▸ **Text extract**:
**********

Spirit-filled help in marriage looks like God, not like a four-year-old.

God is calling us to be a helper like he is a helper. If God himself is a helper, then we know what he has called us to is something founded in power and strength. A helper who follows God’s pattern of helping pursues her husband, fights spiritual battles in her home, and loves with a strange, but real, formula of boldness and meekness.

1. A Helper Pursues Her Husband

In the complementarian world, husbands are typically the ones encouraged, as leaders, to pursue their wives and bear the primary responsibility to initiate. A wife can (and should) encourage her husband to do these things, but miss out on ways she can pursue him in her helper role.

Over the years in my marriage, I would expect my husband to pursue me and initiate more, but then realize I was also neglecting my role of helper by not pursuing him well. The role of helper can, at times, look like loving pursuit and initiation.

I am better positioned than anyone in the world to draw my husband out, engaging his heart and asking good questions to spark healthy communication. I can also proactively encourage him in his role of leadership by asking him to pursue me more in various ways.

I help my husband by pursuing him. And isn’t this how God helps us? He pursues us in love to help us. “The eyes of the Lord run to and fro throughout the whole earth, to give strong support to those whose heart is blameless toward him” (2 Chronicles 16:9). We can fulfill our role of helper in marriage by pursuing our husbands with that kind of compassionate tenacity.

2. A Helper Fights Spiritual Battles

If a helper helps like God, then she will also be a fighter. In Deuteronomy 33:7, Moses blessed the people of Israel before his death and prayed this for the tribe of Judah:

“Hear, O Lord, the voice of Judah, and bring him in to his people. With your hands contend for him, and be a help against his adversaries.”

God’s help here is in fighting against his people’s enemies. Our husband’s greatest enemies (as well as our own) are sin and Satan. Our battle is not against flesh and blood (Ephesians 6:12). We fight these enemies everywhere, but especially in our marriages. With God’s help, we can help our husbands fight against their spiritual adversaries, like God helped Israel fight, kill, and destroy their physical enemies.

Fighting spiritual battles in our homes looks like praying prayers of protection, deliverance, and repentance for our husbands (and for ourselves). It also looks like soaking up the words of Scripture so that we can speak the truth in love at appropriate times.

We must not underestimate how God can use us — wives empowered by the Holy Spirit — as his eyes, ears, and mouthpiece to rescue or deliver our husbands. God wants to use us to show our husbands things about themselves they have never seen before.

**********

▸ **Supplied information**:
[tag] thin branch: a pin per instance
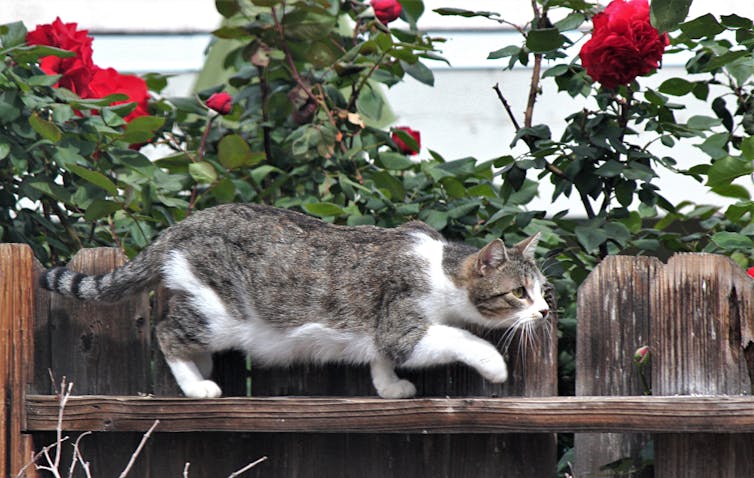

**********

▸ **Tasks to complete**:
[1] Write out the part of the passage on marriage that begins at the words "Fighting spiritual battles" and stops after the words "at appropriate times.".
[2] List every Bible reference cited by book, chapter and verse in the passage on marriage.
[3] Continue the passage on marriage from its last sentence.
The material is separate from the passage on marriage.

▸ **In response**:
[1]
Fighting spiritual battles in our homes looks like praying prayers of protection, deliverance, and repentance for our husbands (and for ourselves). It also looks like soaking up the words of Scripture so that we can speak the truth in love at appropriate times.

[2]
2 Chronicles 16:9
Deuteronomy 33:7
Ephesians 6:12

[3]
3. A Helper Loves and Submits Boldly

A true helper lives for something bigger than her husband; she lives for Christ. The result of this should be great boldness and great submission.

Esther lived for something bigger than her husband; that’s why she could put her trust in God as she considered and embraced the cost of death (Esther 4:16). She was not a man-pleaser, but feared her Lord alone, so she could boldly put herself at risk. She was bold amidst fearful circumstances and therefore approached her husband with grace and truth. She pleaded for change (Esther 7:3–4).

Abigail put herself at risk to protect her unbelieving husband and their household (1 Samuel 25:24–31). She not only helped save her husband, but saved David from the sin of bloodshed. She pleaded with David to hold his hand back in innocence and not strike it forward in vengeance. Abigail’s help saved lives.

Mary, the mother of Jesus, was also bold. She risked her reputation and the disapproval of her betrothed when she submitted to the Father’s will. It was her submission to God that made her bold to step forward in faith and receive her calling when she said to the angel Gabriel, “Behold, I am the servant of the Lord; let it be to me according to your word” (Luke 1:38). Mary helped God’s chosen people through her submission.

These three women submitted their lives to God first, which gave them a source of strength to be courageous as helpers. And let’s not forget whom these women point us to. God’s greatest help to us was given through his Son, Jesus Christ. Because of his submissive spirit and bold obedience (Philippians 2:6–8), Christ became the embodiment of God’s saving help to us.

When we stop reducing the role of helper to domesticity, we see a fuller picture through God’s pattern of help — a pattern full of strength, power, rescue, pursuit, submission, and boldness. Helpers are not weak. Our helping draws on and displays God-centered courage filled with grace.